### [Problem to solve]
Reproduce the material below line for line, without changing a single character.

### [Data for this exercise]
╔══
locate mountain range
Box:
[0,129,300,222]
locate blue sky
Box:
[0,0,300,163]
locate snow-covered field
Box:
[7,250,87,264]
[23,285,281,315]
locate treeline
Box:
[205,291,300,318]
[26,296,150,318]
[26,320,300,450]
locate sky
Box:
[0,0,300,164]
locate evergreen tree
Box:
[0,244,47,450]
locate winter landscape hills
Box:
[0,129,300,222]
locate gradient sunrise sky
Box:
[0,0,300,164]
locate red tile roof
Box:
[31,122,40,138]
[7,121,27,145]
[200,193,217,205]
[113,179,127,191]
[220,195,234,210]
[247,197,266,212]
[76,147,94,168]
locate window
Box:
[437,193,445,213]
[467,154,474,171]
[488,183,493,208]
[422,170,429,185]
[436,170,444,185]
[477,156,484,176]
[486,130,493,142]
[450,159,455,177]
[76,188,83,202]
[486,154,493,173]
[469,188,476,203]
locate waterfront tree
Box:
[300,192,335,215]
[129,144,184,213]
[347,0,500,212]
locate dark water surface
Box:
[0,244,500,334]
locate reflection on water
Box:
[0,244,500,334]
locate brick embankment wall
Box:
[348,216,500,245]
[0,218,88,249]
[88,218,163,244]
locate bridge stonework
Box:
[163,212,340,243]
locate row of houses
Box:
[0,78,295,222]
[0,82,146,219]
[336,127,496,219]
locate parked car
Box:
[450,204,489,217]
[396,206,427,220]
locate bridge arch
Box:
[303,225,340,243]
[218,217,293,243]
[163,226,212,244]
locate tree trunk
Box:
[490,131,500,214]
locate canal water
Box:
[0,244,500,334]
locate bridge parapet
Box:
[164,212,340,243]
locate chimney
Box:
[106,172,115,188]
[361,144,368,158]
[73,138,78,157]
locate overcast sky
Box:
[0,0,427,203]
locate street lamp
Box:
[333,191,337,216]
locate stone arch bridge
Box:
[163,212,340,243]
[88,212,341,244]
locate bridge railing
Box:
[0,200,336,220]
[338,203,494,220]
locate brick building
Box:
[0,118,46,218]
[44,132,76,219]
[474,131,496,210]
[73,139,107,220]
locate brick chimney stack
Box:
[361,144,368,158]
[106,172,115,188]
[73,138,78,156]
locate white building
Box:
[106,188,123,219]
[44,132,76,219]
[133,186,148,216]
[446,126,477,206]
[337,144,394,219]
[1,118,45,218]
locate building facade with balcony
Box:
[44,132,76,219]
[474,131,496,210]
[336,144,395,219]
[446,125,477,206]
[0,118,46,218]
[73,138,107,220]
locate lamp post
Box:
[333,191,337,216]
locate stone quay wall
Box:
╚══
### [The output]
locate mountain range
Box:
[0,129,300,222]
locate blue sky
Box:
[0,0,300,163]
locate snow-covered field
Box:
[7,250,87,264]
[23,285,281,315]
locate treeline
Box:
[205,291,300,318]
[26,296,150,318]
[26,320,300,450]
locate sky
Box:
[0,0,300,164]
locate evergreen tree
Box:
[0,244,47,450]
locate winter landscape hills
Box:
[0,129,300,222]
locate gradient sunrise sky
Box:
[0,0,300,164]
locate red tile roof
Box:
[31,122,40,138]
[7,121,27,145]
[200,193,217,205]
[113,179,127,191]
[220,195,234,210]
[247,197,266,212]
[76,147,94,168]
locate window
Box:
[437,193,445,213]
[467,154,474,171]
[488,183,493,208]
[422,170,429,185]
[436,170,444,185]
[477,156,484,176]
[486,130,493,142]
[450,159,455,177]
[76,188,83,202]
[486,154,493,173]
[469,188,476,203]
locate waterfront tree
Box:
[300,192,335,215]
[129,144,184,213]
[347,0,500,212]
locate dark water surface
Box:
[0,244,500,334]
locate reflection on water
Box:
[0,244,500,334]
locate brick embankment wall
Box:
[348,216,500,245]
[0,218,88,249]
[88,218,163,244]
locate bridge stonework
Box:
[163,212,340,243]
locate row of houses
Box:
[0,78,295,222]
[0,82,146,219]
[336,127,496,219]
locate parked car
Box:
[450,204,489,217]
[396,206,427,220]
locate bridge arch
Box:
[303,225,340,243]
[218,217,293,243]
[163,226,212,244]
locate tree trunk
Box:
[490,131,500,214]
locate canal water
Box:
[0,244,500,334]
locate bridge parapet
Box:
[164,212,340,243]
locate chimney
Box:
[106,172,115,188]
[361,144,368,158]
[73,138,78,157]
locate overcast sky
Box:
[0,0,427,203]
locate street lamp
Box:
[333,191,337,216]
locate stone arch bridge
Box:
[163,212,340,243]
[88,212,341,244]
locate bridge railing
Box:
[0,200,336,220]
[338,203,494,220]
locate brick building
Box:
[0,118,46,218]
[44,132,76,219]
[474,131,496,210]
[73,139,107,220]
locate brick chimney stack
Box:
[361,144,368,158]
[106,172,115,188]
[73,138,78,156]
locate white building
Box:
[106,188,123,219]
[44,132,76,219]
[133,186,148,216]
[446,126,477,206]
[337,144,394,219]
[1,118,45,218]
locate building facade with balcony
Box:
[44,132,76,219]
[474,131,496,210]
[336,144,395,219]
[446,125,477,206]
[0,118,46,218]
[73,138,107,220]
locate lamp post
Box:
[333,191,337,216]
locate stone quay wall
Box:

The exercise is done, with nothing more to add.